Objective 1:
Using the post about the Matt Leinart pictures, say whether each statement agrees with it. Answer yes or no, and quote the deciding words.
(a) On first seeing the pictures, the writer thought, "Uh...is that it?"
(b) The email said Leinart was at the bar after winning the Heisman.
(c) The writer says the pictures show nothing of interest.

Saturday, December 17, 2005
You probably already saw the pictures yesterday when they arrived in your inbox with about 9 "FW:"s in the subject line, an indication of how wide and how quickly they swept the Web. Passed around the country faster than a booster's checkbook at an Ohio State practice, one would have thought these photos showed the long-rumored second gunman pulling the trigger atop the grassy knoll. Instead, they show an All-American quarterback hitting on a hot girl. Oh, the scandal.
"Have you seen the Matt Leinart pictures?"
Now, if you got that call or email before actually seeing the photos, like me, I bet you were thinking, "Man, these must be pretty juicy!" But when I was finally sent the pictures, my first thought was, "Uh...is that it?" Hell, I was at least expecting nudity. Or maybe him flipping off Bush as he gave his Heisman speech. Or, bare minimum, the good-looking QB and one of his lineman sneaking into an afternoon showing of BROKEBACK MOUNTAIN. Something. Instead, all we got were the pix above which were about as "forward worthy" as a picture of any random bar outing posted on MySpace.com.
According to the email that came with the photos, apparently Leinart was at some hip Manhatten bar Saturday night after losing the Heisman and was hitting on the girl in the pictures above all evening. Allegedly, Leinart was pretty drunk (which the top picture seems to show) and made a pass at her of some sort so -- ALLEGEDLY -- she slapped him and left.
Ok, where are those pictures?! Now they would be something to forward! But, alas, we just have the photos above. And you can't tell what the hell is going on from them.
Or can you?
I mean, if these pictures really are not that big a deal and don't show anything interesting, why write an entire post about them? Because I believe they do show something. Something far more sinister. A much bigger problem than an All-American QB making a drunken pass at a pretty girl. See, if you look closer, I think they show the real reason the night didn't go well for Mr. Leinart and the girl left. Answer: the "Bitchy Friend" in the first shot, otherwise known as The Grenade.

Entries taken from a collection
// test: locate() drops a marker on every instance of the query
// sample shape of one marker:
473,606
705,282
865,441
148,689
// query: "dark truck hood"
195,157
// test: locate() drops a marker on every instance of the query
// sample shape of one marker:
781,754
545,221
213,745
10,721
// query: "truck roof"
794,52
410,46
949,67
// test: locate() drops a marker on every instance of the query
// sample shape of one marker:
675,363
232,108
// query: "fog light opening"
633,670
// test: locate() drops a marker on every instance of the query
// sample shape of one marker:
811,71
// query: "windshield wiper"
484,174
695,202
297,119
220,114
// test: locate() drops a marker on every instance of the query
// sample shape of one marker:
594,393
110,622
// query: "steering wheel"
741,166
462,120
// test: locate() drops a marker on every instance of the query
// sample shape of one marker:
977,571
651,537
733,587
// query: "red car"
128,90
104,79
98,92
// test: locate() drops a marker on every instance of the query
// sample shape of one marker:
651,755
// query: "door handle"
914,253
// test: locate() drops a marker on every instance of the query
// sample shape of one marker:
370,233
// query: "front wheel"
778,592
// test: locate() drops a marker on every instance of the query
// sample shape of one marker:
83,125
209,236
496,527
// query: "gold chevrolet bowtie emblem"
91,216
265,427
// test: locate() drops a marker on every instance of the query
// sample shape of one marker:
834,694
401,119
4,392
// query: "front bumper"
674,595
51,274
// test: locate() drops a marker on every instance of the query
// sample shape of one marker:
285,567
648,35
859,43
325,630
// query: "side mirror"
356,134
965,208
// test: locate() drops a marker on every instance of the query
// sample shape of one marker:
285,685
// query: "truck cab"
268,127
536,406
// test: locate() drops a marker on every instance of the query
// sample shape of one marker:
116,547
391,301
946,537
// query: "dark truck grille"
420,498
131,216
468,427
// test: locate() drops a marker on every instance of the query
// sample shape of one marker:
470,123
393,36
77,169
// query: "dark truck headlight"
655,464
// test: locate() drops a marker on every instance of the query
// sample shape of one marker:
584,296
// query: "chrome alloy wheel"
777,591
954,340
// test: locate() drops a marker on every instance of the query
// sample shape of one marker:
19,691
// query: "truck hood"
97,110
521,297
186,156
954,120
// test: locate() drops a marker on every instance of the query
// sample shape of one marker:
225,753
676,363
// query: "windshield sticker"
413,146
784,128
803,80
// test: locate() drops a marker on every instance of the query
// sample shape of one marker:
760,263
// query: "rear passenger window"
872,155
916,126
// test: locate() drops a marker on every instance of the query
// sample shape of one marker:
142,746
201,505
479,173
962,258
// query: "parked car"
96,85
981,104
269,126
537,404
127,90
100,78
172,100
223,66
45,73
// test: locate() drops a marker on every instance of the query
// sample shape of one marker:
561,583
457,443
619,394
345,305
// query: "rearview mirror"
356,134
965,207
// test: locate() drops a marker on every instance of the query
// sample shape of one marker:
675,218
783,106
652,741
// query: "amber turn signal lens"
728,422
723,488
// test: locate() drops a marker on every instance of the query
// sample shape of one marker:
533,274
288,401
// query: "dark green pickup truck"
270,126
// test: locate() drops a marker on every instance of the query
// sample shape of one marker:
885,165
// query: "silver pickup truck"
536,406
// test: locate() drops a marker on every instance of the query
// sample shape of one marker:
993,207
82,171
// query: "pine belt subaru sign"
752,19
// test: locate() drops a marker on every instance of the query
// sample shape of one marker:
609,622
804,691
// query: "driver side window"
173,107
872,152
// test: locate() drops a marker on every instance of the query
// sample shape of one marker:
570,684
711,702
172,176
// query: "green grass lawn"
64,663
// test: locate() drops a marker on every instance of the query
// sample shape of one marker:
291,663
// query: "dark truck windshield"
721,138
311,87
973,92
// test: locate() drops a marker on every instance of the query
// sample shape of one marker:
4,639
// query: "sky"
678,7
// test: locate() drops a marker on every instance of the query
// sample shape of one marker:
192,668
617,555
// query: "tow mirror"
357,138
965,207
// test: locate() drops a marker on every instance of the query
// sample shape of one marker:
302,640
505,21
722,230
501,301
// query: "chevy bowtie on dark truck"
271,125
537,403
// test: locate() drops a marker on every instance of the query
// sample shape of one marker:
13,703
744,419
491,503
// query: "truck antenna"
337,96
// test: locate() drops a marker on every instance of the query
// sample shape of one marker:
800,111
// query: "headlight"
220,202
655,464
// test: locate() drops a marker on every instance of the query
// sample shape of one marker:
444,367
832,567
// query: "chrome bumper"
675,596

Objective 2: Pick out every line in the entries that contains the word "dark".

Exercise result 1:
(a) Yes: "my first thought was, "Uh...is that it?""
(b) No: "Saturday night after losing the Heisman"
(c) No: "Because I believe they do show something."

Exercise result 2:
// query: "dark truck hood"
// query: "dark truck grille"
// query: "dark truck headlight"
// query: "dark green pickup truck"
// query: "dark truck windshield"
// query: "chevy bowtie on dark truck"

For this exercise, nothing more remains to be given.